**The request:**
Gather every line of the listing below that contains the string "sign", treating uppercase and lowercase as different.

Rows from a dataset
******************************

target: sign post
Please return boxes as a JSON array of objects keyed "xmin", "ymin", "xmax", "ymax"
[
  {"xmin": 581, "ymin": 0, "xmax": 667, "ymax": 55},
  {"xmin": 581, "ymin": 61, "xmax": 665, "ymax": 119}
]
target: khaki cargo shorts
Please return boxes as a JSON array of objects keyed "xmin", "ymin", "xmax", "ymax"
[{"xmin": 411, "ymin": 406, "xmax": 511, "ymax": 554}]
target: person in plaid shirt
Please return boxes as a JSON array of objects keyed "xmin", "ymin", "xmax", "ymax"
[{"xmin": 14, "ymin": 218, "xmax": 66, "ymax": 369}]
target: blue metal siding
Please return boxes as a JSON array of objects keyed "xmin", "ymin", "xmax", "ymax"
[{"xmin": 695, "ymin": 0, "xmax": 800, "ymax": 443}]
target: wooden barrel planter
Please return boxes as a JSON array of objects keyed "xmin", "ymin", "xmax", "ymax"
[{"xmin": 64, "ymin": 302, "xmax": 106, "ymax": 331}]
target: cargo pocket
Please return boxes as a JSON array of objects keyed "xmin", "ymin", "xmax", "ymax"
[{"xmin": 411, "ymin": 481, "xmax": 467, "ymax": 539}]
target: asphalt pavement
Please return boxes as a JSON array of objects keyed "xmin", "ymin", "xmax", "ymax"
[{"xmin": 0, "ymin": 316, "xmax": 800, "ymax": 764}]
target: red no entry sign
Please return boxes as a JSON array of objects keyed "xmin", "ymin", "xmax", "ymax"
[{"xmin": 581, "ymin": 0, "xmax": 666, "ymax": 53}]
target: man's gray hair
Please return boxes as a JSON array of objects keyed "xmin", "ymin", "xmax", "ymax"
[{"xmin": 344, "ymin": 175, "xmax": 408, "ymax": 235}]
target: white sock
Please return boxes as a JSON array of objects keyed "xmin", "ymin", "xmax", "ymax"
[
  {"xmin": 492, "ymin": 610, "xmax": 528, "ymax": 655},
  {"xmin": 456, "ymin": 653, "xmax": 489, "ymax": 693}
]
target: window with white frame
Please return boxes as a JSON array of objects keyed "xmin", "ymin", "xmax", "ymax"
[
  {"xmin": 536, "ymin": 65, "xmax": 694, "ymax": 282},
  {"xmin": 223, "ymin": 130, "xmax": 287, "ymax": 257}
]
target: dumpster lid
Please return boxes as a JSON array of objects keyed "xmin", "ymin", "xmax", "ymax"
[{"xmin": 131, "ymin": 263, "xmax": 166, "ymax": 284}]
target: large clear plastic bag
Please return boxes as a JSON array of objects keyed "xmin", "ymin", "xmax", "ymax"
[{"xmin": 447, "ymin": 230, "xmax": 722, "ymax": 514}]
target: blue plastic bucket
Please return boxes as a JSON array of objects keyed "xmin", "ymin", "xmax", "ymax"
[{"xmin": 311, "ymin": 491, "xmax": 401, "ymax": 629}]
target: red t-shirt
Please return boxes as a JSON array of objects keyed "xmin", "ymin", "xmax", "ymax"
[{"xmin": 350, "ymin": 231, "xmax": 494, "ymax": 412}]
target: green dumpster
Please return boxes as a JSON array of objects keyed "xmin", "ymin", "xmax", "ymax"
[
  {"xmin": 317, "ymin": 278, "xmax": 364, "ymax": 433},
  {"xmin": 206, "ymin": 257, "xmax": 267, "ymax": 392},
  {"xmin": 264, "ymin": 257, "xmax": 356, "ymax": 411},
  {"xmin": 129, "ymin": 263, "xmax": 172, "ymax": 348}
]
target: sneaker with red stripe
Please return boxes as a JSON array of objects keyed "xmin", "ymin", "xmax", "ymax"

******************************

**Solution for this problem:**
target: sign post
target: red no entry sign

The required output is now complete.